ASSIGNMENT — Set down exactly the lines below between the line holding "bbox: wooden shovel handle" and the line holding "bbox: player's dark hair", inclusive; no other line belongs in the answer.

Recorded data —
──────────
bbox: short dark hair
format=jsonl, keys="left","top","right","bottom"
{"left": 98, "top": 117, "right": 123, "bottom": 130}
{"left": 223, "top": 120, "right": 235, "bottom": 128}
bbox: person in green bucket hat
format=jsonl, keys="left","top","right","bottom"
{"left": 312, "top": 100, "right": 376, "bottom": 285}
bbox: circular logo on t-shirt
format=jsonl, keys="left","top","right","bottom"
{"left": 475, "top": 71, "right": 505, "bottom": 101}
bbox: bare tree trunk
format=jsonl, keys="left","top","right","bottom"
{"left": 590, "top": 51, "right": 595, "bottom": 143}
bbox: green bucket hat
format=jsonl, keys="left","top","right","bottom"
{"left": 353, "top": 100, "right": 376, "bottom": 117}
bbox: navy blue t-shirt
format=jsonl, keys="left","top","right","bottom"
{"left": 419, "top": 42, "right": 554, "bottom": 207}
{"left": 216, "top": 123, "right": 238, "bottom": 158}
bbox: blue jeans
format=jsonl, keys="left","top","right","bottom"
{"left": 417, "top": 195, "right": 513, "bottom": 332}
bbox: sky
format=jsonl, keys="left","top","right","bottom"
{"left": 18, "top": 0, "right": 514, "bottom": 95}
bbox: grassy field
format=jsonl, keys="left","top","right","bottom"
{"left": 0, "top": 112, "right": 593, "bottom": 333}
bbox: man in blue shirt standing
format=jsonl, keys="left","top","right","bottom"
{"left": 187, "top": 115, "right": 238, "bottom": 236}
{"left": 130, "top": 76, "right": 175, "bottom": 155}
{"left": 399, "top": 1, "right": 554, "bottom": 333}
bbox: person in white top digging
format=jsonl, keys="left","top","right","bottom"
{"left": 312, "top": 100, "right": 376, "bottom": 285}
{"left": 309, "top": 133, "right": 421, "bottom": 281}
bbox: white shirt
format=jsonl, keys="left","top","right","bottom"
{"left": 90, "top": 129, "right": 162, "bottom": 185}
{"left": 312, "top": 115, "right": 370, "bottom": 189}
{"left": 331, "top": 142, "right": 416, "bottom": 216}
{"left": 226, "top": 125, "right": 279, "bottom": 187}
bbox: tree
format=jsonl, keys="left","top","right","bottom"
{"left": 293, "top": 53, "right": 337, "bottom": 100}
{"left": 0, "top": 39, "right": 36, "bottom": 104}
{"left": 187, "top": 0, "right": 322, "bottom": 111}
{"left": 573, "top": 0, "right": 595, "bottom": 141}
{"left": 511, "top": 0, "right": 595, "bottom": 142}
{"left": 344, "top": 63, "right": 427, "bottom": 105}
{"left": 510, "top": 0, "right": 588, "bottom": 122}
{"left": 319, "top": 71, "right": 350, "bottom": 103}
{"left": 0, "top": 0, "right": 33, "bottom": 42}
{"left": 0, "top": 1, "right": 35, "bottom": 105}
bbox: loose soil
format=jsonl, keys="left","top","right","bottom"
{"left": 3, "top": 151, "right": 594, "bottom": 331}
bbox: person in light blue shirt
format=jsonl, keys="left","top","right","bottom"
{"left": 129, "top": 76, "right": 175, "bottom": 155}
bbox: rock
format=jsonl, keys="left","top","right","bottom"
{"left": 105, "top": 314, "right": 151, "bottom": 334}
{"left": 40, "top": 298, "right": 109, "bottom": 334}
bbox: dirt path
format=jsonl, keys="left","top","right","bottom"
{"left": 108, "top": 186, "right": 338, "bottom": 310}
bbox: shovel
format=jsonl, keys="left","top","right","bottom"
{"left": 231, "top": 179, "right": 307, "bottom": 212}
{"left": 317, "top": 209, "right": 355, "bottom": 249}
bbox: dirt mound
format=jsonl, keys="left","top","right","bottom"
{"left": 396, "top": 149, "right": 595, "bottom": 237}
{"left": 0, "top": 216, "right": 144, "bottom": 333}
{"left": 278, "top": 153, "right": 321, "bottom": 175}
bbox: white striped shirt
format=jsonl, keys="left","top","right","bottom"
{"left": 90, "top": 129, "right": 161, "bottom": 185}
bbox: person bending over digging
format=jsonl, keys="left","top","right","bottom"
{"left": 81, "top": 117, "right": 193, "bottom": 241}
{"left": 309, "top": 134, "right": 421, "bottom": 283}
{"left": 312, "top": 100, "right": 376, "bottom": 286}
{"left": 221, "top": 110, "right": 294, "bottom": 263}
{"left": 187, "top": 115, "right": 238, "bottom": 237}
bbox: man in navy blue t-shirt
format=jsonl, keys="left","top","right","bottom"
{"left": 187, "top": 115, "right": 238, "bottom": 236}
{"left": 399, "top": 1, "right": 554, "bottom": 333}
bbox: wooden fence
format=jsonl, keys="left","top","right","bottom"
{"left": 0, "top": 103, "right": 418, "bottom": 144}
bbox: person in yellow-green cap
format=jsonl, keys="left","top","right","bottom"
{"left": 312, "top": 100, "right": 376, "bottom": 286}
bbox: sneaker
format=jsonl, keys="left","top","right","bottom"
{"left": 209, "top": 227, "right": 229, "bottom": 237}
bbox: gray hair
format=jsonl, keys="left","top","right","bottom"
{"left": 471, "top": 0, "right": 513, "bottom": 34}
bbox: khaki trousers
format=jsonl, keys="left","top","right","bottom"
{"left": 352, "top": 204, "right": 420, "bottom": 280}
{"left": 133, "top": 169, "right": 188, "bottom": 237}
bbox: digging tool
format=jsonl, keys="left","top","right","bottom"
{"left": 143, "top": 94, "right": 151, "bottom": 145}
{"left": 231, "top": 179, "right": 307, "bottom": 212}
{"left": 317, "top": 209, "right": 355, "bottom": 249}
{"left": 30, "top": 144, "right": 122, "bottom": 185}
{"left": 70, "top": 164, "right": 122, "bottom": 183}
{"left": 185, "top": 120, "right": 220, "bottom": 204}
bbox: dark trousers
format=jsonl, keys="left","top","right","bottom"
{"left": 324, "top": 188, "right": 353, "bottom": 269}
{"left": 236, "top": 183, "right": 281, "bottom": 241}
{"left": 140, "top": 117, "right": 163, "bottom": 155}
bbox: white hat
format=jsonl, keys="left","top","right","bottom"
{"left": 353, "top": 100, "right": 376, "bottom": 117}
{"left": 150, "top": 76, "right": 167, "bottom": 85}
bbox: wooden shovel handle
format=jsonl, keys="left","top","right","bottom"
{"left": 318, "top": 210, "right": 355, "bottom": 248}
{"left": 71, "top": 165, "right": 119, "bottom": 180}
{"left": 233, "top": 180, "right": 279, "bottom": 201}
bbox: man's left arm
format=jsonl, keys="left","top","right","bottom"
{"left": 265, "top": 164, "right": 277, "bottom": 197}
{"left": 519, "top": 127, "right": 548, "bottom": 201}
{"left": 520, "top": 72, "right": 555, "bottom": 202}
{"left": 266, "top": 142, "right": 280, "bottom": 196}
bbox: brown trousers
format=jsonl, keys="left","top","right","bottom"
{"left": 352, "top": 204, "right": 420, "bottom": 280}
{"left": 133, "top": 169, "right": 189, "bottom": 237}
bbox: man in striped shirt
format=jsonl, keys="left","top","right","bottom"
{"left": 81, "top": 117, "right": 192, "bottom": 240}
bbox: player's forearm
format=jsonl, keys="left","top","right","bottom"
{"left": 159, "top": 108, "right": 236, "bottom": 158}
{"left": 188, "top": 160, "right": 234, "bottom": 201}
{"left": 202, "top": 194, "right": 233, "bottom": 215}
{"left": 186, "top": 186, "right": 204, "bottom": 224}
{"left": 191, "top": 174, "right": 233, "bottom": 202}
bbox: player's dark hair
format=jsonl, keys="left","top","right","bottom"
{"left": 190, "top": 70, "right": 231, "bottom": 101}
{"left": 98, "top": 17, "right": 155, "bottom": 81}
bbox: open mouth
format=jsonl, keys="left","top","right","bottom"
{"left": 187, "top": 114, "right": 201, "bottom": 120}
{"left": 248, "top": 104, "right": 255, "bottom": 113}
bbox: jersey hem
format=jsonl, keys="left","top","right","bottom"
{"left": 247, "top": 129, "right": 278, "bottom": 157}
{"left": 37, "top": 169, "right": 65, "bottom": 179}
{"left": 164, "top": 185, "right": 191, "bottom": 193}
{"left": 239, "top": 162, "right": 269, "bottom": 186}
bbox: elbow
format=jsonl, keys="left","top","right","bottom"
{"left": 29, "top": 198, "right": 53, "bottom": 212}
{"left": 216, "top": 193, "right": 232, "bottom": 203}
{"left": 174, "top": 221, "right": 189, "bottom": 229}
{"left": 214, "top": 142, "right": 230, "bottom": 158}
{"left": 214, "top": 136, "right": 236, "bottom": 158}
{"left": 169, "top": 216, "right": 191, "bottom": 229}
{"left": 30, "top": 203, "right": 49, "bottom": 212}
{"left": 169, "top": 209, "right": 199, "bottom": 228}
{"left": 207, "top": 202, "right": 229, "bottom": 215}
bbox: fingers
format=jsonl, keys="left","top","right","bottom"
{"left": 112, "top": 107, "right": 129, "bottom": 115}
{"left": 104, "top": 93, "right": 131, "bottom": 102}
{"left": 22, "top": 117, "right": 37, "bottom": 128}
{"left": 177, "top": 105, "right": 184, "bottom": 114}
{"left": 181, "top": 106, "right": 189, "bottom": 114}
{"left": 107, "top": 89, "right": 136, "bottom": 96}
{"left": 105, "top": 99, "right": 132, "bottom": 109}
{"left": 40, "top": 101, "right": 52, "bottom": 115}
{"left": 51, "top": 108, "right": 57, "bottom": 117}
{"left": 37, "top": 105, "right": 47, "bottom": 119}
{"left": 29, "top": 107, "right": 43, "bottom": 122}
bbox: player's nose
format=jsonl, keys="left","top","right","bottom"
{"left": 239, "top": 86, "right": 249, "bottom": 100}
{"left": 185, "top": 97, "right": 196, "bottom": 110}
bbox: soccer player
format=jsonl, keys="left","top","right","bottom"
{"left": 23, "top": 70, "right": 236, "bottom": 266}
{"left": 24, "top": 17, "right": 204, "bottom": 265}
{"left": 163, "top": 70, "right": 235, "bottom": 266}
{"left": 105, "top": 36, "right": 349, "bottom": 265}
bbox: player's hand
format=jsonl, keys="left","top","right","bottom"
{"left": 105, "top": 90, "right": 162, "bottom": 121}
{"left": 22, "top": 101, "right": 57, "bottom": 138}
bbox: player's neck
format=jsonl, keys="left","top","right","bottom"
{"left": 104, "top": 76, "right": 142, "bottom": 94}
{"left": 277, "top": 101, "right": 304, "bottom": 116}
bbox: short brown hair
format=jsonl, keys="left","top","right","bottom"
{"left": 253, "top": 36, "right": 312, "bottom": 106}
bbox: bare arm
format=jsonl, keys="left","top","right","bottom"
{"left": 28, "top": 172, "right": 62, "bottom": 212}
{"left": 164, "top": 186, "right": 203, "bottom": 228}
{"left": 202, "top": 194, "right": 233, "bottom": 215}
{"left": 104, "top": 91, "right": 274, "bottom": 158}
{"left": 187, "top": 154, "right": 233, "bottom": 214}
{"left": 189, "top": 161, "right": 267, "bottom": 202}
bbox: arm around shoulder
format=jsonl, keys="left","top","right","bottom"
──────────
ANSWER TO THE EXERCISE —
bbox: wooden shovel handle
format=jsonl, keys="left","top","right","bottom"
{"left": 318, "top": 210, "right": 355, "bottom": 248}
{"left": 71, "top": 165, "right": 119, "bottom": 180}
{"left": 233, "top": 180, "right": 279, "bottom": 201}
bbox: man's left arm
format=jsonl, keys="left","top","right","bottom"
{"left": 265, "top": 164, "right": 277, "bottom": 197}
{"left": 519, "top": 127, "right": 548, "bottom": 201}
{"left": 520, "top": 72, "right": 555, "bottom": 202}
{"left": 266, "top": 142, "right": 280, "bottom": 196}
bbox: brown trousers
format=jsonl, keys="left","top","right","bottom"
{"left": 352, "top": 204, "right": 420, "bottom": 280}
{"left": 133, "top": 169, "right": 189, "bottom": 237}
bbox: man in striped shirt
format=jsonl, keys="left","top","right","bottom"
{"left": 81, "top": 117, "right": 192, "bottom": 240}
bbox: player's forearm
format=jsonl, keys="left","top","right","bottom"
{"left": 159, "top": 108, "right": 236, "bottom": 158}
{"left": 188, "top": 160, "right": 234, "bottom": 201}
{"left": 202, "top": 194, "right": 233, "bottom": 215}
{"left": 186, "top": 186, "right": 204, "bottom": 224}
{"left": 191, "top": 174, "right": 233, "bottom": 202}
bbox: player's dark hair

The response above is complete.